▸ **TASK DIRECTIONS**
Please rewrite all of these entries, substituting "the tool returns" for each "the function provides" and leaving the rest untouched. Leave the pictures out.

▸ **EXERCISE INPUTS**
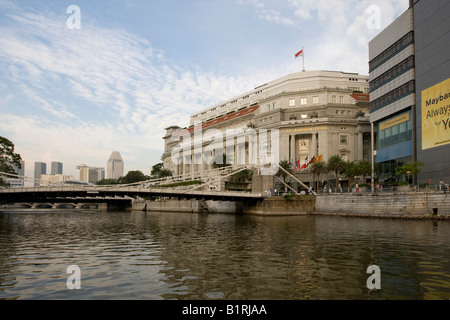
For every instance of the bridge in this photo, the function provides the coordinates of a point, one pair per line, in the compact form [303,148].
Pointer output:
[123,195]
[115,195]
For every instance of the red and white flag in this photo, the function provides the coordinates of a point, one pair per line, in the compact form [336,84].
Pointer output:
[298,54]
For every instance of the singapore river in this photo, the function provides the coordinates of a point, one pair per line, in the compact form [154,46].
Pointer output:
[180,256]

▸ **EXERCISE SOLUTION**
For every instance of the bridge in this photo, the tool returns the coordinates of a point, one pair per line, in the compact form [303,148].
Pointer output:
[123,195]
[115,195]
For every instance of the red and white flag in this photo, the tool returns the coordinates of a point, one pair per line, in the compact form [336,84].
Pointer output:
[298,54]
For every instance of the singapore river in this photo, the tool returns the coordinates of a point, one pair per line, in the compact form [154,46].
Pointer output:
[180,256]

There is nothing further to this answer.